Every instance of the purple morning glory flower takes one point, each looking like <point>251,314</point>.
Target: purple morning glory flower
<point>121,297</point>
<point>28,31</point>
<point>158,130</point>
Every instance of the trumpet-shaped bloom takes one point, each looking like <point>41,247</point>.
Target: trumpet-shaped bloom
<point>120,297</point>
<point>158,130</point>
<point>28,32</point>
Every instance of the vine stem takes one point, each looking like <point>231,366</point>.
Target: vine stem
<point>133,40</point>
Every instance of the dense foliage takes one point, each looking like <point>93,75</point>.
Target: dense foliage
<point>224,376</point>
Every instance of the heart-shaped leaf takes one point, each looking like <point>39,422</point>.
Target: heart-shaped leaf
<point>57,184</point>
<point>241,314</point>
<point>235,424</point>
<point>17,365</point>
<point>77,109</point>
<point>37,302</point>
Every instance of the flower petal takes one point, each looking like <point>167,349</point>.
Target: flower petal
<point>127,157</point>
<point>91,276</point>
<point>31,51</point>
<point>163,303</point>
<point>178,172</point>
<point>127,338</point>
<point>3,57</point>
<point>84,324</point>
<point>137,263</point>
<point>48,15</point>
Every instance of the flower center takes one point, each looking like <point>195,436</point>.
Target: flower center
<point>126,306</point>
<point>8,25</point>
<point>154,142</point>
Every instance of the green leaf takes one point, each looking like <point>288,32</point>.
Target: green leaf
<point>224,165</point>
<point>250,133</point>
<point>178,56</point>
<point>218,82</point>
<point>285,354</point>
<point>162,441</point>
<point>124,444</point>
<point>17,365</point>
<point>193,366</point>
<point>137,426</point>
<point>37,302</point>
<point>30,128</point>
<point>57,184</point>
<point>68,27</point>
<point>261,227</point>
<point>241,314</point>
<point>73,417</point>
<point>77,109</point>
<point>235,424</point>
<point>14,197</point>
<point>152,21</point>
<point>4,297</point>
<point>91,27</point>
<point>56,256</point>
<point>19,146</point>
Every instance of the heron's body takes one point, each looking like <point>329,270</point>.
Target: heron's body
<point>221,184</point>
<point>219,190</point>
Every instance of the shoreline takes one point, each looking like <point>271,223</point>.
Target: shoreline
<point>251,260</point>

##############################

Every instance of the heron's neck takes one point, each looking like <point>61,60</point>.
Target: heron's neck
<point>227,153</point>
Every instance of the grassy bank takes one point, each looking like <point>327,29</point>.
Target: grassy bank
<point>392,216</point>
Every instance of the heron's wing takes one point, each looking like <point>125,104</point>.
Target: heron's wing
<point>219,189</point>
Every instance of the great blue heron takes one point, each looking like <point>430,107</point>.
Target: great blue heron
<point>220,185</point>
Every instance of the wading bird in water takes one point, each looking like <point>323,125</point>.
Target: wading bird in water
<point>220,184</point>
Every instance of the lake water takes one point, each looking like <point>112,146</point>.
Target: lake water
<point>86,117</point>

##############################

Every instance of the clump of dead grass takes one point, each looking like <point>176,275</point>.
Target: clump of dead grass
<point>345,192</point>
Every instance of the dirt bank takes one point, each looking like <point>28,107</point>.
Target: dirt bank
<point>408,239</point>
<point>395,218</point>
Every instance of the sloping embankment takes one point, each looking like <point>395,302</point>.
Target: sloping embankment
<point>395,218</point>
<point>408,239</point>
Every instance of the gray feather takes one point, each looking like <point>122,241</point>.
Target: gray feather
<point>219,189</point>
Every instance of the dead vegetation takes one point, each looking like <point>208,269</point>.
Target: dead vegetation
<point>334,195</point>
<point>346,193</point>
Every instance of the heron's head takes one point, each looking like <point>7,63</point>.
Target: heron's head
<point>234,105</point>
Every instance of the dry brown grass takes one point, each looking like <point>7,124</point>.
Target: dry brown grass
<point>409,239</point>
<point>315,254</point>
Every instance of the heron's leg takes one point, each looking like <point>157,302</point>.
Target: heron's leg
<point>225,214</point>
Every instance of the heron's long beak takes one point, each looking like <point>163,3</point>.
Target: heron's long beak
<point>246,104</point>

##############################

Can you give the lines from the one containing "Every instance of the lake" through the one containing "<point>86,117</point>", both included, as a JSON list of strings with one string per line and no blank lines?

• _Written reply_:
[
  "Every instance of the lake water takes one point, each looking like <point>112,146</point>.",
  "Target: lake water",
  "<point>86,117</point>"
]